In the records from the line with "Every instance of the electrical" to the line with "2), (203, 3)]", both included, rename "electrical wire" to "power cable". Reproduce only those lines, with nothing else altered.

:::

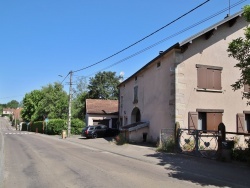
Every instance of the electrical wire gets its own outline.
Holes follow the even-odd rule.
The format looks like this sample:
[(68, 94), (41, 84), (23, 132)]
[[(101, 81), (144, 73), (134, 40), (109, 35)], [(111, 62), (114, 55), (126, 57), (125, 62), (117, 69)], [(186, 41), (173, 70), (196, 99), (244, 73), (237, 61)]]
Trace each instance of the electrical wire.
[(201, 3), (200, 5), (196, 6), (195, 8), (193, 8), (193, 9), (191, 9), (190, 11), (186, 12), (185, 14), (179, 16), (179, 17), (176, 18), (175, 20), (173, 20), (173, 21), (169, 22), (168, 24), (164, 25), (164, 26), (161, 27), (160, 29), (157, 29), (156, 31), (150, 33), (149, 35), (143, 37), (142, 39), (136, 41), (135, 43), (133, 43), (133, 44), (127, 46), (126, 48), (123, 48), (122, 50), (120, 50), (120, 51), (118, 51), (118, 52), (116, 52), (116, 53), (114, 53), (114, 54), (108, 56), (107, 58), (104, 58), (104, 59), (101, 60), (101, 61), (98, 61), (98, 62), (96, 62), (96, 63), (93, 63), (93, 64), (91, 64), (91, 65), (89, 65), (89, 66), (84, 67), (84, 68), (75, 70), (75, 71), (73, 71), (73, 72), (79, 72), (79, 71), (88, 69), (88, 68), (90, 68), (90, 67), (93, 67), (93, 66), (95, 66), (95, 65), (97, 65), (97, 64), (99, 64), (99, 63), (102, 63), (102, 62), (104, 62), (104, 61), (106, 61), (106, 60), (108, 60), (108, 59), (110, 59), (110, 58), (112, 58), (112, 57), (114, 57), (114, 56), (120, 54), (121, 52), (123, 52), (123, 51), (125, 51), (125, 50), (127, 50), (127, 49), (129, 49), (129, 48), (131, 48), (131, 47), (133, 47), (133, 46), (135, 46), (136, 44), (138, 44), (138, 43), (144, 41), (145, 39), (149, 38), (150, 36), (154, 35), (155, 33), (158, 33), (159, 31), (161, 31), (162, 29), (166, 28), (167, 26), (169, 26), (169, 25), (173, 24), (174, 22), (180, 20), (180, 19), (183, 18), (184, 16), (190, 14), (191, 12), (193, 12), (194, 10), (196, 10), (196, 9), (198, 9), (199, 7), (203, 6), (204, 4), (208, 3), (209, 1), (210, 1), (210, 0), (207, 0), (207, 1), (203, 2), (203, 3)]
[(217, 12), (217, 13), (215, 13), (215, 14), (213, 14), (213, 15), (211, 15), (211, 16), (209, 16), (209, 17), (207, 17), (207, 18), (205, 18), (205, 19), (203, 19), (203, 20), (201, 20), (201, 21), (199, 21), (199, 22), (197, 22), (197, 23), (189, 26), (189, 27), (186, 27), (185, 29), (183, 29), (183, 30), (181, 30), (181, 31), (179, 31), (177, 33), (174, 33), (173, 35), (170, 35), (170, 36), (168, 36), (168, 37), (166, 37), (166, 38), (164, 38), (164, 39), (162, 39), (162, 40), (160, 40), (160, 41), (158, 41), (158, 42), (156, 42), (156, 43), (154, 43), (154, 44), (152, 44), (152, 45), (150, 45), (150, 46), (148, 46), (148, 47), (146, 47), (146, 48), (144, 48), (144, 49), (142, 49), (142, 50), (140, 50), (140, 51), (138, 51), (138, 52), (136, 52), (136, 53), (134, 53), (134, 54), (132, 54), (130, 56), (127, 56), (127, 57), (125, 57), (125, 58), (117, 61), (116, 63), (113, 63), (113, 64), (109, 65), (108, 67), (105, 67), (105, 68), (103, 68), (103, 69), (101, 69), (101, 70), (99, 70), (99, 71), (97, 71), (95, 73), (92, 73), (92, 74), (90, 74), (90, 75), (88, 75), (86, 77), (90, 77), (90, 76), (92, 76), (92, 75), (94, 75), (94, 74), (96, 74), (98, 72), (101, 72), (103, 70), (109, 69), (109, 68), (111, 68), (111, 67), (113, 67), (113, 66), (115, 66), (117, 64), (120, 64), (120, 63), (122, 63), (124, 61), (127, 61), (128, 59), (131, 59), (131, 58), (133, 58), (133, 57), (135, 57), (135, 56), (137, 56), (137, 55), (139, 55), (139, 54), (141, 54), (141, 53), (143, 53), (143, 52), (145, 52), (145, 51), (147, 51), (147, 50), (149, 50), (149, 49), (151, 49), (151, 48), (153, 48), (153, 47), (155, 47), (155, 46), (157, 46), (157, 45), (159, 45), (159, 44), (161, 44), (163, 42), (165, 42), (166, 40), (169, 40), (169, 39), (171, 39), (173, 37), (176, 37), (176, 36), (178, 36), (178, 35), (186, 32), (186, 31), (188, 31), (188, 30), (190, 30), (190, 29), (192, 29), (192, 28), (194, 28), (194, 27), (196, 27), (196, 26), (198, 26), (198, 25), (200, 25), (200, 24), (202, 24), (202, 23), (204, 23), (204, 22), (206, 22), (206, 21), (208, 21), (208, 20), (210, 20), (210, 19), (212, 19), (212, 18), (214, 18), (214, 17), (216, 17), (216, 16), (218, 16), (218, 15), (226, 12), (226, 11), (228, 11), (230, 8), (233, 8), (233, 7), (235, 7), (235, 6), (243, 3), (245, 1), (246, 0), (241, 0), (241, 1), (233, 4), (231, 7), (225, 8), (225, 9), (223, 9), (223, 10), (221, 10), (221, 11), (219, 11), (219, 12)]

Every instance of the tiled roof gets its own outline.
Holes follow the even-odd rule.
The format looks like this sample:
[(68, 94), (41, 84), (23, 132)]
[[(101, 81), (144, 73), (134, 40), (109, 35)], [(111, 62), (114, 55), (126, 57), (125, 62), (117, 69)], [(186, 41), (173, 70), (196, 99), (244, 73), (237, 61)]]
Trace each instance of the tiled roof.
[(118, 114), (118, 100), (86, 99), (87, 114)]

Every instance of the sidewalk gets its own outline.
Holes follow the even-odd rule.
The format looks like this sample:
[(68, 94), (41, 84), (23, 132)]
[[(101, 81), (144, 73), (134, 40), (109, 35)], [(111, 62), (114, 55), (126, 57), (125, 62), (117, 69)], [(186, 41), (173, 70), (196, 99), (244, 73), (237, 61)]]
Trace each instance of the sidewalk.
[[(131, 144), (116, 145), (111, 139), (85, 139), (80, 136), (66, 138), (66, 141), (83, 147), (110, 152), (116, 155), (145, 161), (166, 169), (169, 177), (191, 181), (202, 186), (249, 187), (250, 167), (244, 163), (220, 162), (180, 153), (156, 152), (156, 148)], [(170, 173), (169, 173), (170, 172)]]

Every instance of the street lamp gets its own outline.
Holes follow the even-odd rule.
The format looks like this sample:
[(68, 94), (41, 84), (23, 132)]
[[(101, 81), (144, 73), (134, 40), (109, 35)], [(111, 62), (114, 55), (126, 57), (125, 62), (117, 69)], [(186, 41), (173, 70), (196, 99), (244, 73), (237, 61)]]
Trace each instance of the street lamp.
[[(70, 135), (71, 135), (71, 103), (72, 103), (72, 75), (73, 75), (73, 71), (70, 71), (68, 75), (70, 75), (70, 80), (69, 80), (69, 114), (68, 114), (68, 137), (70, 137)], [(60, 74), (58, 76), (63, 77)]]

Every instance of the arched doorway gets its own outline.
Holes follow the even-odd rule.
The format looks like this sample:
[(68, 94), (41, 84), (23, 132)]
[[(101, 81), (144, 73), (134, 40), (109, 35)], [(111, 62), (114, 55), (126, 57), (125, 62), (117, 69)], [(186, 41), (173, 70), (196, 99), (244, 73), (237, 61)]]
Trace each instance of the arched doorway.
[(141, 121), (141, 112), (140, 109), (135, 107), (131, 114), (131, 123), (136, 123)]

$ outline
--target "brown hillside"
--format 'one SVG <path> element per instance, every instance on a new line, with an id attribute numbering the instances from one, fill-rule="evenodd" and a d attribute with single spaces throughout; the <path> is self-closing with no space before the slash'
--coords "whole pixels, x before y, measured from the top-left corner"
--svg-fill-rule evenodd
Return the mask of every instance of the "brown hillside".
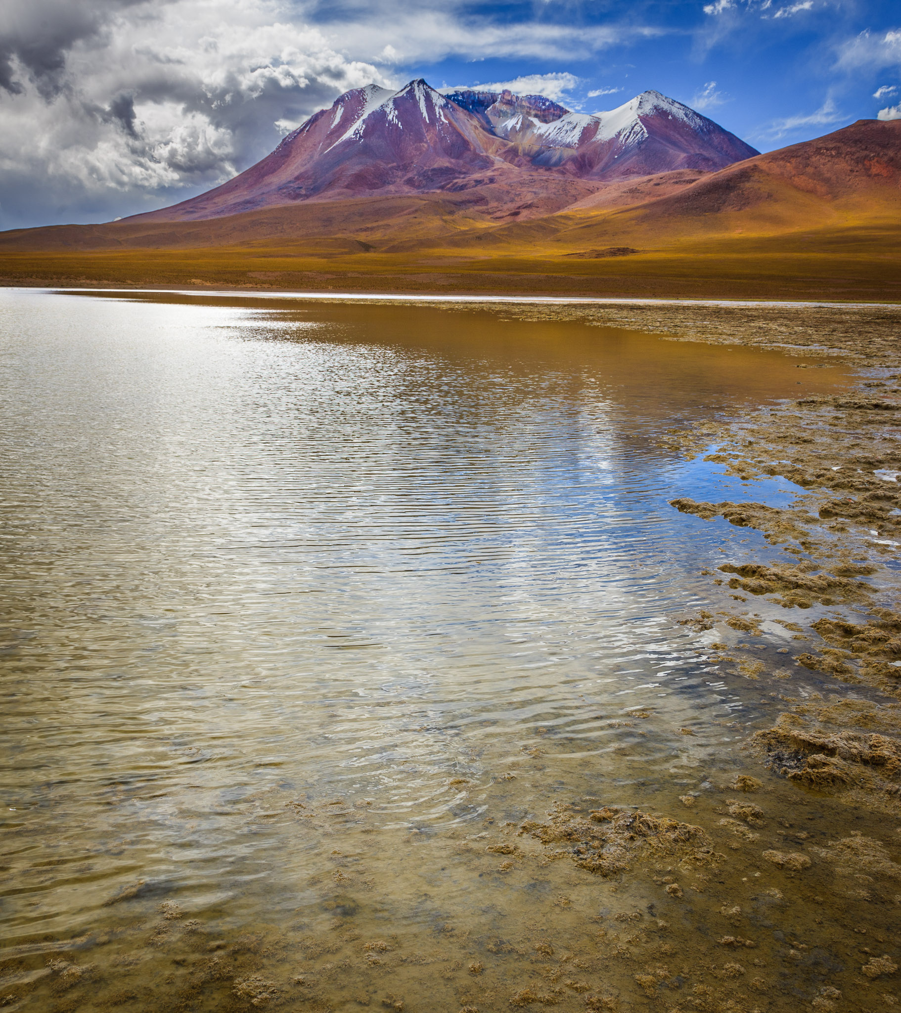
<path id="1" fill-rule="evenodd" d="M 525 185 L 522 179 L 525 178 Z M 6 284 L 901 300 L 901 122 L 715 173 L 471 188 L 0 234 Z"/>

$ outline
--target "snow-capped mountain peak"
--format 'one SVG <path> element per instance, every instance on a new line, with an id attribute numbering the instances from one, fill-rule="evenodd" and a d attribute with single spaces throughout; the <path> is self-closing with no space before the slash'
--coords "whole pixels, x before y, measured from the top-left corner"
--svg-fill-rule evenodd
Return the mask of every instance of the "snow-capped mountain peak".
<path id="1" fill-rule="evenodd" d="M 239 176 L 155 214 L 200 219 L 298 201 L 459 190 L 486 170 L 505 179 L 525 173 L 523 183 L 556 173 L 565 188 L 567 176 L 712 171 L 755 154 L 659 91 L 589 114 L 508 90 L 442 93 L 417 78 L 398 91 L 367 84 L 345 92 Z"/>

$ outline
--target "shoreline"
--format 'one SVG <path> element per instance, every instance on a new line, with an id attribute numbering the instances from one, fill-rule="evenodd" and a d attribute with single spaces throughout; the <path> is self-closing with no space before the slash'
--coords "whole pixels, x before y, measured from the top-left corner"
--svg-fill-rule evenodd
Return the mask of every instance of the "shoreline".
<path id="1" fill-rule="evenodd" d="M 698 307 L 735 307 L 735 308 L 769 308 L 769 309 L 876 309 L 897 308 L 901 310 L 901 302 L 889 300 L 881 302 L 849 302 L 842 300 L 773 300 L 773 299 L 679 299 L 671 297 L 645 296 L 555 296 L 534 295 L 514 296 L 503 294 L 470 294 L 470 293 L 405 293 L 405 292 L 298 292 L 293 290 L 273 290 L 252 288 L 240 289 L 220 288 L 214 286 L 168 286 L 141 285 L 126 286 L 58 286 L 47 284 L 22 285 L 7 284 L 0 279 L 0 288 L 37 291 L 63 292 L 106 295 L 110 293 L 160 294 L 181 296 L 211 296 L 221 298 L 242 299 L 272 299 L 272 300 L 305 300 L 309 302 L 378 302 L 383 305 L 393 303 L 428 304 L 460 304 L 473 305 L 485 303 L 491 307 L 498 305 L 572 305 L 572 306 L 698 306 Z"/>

:::

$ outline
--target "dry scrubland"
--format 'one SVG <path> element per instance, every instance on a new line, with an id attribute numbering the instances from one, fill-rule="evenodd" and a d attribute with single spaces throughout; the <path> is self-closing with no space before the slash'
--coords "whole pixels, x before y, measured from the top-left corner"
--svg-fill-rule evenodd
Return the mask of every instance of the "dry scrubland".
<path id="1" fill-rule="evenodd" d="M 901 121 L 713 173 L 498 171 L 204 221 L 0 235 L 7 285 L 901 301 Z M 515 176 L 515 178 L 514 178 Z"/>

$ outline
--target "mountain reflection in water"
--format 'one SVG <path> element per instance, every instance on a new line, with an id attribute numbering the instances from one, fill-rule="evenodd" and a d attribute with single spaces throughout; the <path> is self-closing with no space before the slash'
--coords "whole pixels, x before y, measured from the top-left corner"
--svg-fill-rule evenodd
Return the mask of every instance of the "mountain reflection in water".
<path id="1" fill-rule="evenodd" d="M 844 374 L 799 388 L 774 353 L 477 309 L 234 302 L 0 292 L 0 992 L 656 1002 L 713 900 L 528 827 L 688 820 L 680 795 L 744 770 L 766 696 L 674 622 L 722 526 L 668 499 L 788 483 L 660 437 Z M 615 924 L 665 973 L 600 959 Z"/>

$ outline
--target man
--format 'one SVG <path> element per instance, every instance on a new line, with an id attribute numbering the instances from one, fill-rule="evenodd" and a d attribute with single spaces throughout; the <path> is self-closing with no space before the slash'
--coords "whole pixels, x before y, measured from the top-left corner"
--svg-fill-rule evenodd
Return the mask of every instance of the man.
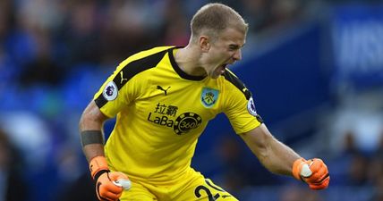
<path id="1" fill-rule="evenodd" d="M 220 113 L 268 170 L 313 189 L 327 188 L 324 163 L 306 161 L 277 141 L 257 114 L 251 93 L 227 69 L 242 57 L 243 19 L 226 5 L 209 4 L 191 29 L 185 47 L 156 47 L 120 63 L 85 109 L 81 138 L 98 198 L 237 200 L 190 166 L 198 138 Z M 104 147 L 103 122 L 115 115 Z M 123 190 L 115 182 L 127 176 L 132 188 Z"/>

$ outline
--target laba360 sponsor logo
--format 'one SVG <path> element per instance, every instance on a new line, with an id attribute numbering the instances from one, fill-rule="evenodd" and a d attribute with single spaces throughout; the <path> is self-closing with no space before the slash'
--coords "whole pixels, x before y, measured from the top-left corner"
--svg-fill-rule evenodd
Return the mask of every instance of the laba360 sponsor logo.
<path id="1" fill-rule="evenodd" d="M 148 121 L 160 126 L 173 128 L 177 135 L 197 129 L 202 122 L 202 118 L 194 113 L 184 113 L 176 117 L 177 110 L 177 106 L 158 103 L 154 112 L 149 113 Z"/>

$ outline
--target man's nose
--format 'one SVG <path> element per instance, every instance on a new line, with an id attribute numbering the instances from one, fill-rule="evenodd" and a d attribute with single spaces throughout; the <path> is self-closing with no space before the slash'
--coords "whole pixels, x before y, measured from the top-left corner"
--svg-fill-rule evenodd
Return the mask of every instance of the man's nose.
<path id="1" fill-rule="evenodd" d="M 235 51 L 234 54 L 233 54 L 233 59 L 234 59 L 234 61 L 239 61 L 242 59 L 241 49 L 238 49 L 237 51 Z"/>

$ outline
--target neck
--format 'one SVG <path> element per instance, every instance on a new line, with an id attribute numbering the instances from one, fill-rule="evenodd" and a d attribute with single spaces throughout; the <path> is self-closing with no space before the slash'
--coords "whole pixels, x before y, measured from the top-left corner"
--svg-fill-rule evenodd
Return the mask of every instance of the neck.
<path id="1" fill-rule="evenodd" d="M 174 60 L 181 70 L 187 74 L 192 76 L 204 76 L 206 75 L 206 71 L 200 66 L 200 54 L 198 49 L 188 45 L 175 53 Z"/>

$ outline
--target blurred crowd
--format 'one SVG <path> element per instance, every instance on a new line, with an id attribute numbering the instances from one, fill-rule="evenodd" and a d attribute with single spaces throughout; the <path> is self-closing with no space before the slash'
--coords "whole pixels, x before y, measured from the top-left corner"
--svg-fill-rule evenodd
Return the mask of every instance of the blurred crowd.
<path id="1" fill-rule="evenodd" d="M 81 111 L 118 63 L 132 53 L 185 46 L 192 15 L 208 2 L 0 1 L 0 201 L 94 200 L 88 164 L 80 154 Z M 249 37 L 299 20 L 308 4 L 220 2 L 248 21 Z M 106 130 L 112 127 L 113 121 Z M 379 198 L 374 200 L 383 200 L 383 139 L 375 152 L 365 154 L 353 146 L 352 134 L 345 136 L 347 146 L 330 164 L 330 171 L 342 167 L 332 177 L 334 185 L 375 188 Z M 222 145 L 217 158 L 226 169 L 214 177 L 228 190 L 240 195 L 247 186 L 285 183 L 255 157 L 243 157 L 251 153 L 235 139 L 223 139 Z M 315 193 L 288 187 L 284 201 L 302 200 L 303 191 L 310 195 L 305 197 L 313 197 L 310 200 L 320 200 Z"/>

:::

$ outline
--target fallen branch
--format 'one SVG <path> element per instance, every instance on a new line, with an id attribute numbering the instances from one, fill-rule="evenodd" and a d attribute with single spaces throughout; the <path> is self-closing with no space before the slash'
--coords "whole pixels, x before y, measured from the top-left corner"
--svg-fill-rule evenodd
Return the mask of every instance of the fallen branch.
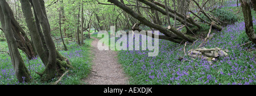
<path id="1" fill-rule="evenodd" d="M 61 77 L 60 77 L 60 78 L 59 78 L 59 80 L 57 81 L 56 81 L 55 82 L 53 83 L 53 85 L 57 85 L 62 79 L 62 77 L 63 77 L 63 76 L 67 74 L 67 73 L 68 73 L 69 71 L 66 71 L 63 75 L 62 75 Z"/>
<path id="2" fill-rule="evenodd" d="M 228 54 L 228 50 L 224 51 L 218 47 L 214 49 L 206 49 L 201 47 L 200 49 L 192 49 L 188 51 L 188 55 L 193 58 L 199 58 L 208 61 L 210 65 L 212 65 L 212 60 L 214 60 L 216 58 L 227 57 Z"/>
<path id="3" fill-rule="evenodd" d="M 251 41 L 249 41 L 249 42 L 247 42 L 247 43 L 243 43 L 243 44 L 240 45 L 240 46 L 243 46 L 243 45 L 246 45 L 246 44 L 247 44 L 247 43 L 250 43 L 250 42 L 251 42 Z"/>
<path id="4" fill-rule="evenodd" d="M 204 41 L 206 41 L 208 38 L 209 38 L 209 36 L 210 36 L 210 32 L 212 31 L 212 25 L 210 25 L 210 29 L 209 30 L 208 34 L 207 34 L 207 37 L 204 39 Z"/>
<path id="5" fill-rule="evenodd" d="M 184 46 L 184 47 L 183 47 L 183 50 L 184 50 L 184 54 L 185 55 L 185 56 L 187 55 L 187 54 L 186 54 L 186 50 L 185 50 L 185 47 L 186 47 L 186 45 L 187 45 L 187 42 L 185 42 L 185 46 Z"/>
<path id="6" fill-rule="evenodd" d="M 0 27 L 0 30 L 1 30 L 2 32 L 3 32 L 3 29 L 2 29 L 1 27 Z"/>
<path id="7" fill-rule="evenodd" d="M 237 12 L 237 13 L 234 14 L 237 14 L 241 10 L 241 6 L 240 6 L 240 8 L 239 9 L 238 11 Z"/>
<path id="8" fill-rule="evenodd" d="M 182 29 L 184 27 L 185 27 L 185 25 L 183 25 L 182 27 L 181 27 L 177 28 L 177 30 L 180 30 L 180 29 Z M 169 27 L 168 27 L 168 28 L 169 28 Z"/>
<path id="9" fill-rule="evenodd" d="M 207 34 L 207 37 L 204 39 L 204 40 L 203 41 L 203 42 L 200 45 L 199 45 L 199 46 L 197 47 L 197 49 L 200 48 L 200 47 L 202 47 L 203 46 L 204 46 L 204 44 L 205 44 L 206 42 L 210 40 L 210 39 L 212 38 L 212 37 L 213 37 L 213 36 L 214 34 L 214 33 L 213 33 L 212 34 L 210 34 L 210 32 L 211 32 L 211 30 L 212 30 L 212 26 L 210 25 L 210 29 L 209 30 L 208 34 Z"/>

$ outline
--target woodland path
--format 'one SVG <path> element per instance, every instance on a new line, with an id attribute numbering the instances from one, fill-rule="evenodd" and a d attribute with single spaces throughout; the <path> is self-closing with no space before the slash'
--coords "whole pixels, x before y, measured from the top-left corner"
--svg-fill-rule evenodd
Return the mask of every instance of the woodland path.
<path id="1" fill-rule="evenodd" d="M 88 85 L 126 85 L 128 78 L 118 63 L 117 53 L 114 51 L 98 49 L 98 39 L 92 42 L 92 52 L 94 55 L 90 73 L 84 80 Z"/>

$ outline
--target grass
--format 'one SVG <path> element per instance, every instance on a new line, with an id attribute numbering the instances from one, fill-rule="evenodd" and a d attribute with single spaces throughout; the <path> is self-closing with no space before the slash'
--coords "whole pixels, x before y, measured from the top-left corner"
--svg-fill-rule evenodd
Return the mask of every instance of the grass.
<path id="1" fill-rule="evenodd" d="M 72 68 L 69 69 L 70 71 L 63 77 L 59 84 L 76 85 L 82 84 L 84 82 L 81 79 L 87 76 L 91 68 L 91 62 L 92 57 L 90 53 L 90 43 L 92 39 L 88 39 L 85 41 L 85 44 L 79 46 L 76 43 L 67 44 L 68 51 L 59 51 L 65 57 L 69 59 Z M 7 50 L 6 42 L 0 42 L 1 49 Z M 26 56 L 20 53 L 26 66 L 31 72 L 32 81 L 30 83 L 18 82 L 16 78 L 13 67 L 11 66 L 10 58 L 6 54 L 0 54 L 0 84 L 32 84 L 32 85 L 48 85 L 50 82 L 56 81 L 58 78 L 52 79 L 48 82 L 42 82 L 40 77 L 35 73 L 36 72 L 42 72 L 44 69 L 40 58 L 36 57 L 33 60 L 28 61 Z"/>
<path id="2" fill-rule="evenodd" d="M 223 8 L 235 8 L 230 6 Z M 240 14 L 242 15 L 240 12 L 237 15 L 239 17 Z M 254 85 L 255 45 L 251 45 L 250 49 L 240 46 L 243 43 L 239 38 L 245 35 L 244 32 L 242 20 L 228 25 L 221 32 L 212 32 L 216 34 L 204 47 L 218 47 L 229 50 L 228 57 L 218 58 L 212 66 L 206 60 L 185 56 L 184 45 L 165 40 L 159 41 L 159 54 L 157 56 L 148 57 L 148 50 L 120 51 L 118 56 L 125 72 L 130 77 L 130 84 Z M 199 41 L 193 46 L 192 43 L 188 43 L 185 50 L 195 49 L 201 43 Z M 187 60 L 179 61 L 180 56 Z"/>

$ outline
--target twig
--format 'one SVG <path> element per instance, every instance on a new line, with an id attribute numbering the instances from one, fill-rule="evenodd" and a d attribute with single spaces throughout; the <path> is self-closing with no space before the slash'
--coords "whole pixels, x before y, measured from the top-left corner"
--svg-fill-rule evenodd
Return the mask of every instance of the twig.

:::

## WRITTEN SOLUTION
Every instance of the power cable gets its own outline.
Holes follow the even-odd rule.
The format looks like this sample:
[(68, 94), (41, 84), (23, 132)]
[[(101, 81), (144, 73), (134, 40), (109, 35)], [(111, 62), (114, 55), (126, 57), (125, 62), (117, 69)], [(186, 41), (173, 70), (196, 99), (244, 73), (237, 61)]]
Trace each instance of the power cable.
[(201, 3), (200, 5), (196, 6), (195, 8), (193, 8), (193, 9), (191, 9), (190, 11), (186, 12), (185, 14), (179, 16), (179, 17), (176, 18), (175, 20), (173, 20), (173, 21), (169, 22), (168, 24), (164, 25), (164, 26), (161, 27), (160, 29), (157, 29), (156, 31), (150, 33), (149, 35), (143, 37), (142, 39), (136, 41), (135, 43), (133, 43), (133, 44), (127, 46), (126, 48), (123, 48), (122, 50), (120, 50), (120, 51), (118, 51), (118, 52), (116, 52), (116, 53), (114, 53), (114, 54), (108, 56), (107, 58), (104, 58), (104, 59), (101, 60), (101, 61), (98, 61), (98, 62), (96, 62), (96, 63), (93, 63), (93, 64), (91, 64), (91, 65), (89, 65), (89, 66), (84, 67), (84, 68), (75, 70), (75, 71), (73, 71), (73, 72), (79, 72), (79, 71), (88, 69), (88, 68), (90, 68), (90, 67), (93, 67), (93, 66), (95, 66), (95, 65), (97, 65), (97, 64), (99, 64), (99, 63), (102, 63), (102, 62), (104, 62), (104, 61), (106, 61), (106, 60), (108, 60), (108, 59), (110, 59), (110, 58), (112, 58), (112, 57), (114, 57), (114, 56), (120, 54), (121, 52), (123, 52), (123, 51), (125, 51), (125, 50), (127, 50), (127, 49), (129, 49), (129, 48), (131, 48), (131, 47), (133, 47), (133, 46), (135, 46), (136, 44), (138, 44), (138, 43), (144, 41), (145, 39), (149, 38), (150, 36), (154, 35), (155, 33), (158, 33), (159, 31), (161, 31), (162, 29), (166, 28), (167, 26), (169, 26), (169, 25), (173, 24), (174, 22), (180, 20), (180, 19), (183, 18), (184, 16), (190, 14), (191, 12), (193, 12), (194, 10), (196, 10), (196, 9), (198, 9), (199, 7), (203, 6), (204, 4), (208, 3), (209, 1), (210, 1), (210, 0), (207, 0), (207, 1), (203, 2), (203, 3)]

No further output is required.